Your copy should match the entries exactly, with the pictures left out.
--- Exercise material ---
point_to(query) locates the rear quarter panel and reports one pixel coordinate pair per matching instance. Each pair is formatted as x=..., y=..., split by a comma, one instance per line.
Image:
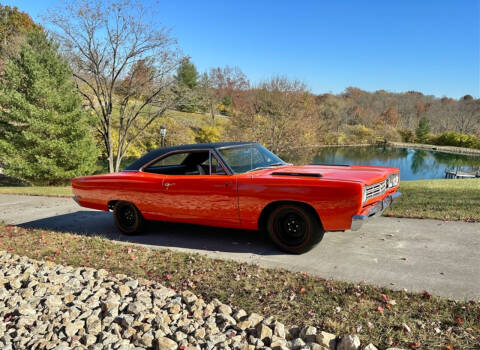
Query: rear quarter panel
x=334, y=201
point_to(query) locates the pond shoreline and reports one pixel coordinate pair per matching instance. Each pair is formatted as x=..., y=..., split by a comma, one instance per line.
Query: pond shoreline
x=436, y=148
x=444, y=149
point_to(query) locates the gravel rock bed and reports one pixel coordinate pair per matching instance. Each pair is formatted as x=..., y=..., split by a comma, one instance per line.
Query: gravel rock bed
---
- Output of the task
point_to(query) locates the rear quarter panel and reports one pixel coordinate pair per matching instance. Each pair is formatted as x=..., y=..., split by a comma, one instance per line.
Image:
Query: rear quarter panel
x=334, y=201
point_to(query) locates the pond shoreline and reports one pixel coordinate pair per matching instance. Each pair is formatted as x=..., y=..., split by a comma, one instance per line.
Query: pond shoreline
x=436, y=148
x=444, y=149
point_to(query) locates the gravel rock bed and reports one pixel coordinate pair per matching instance. Each pair is formatted as x=..., y=..., split by a comma, one instance per line.
Query: gravel rock bed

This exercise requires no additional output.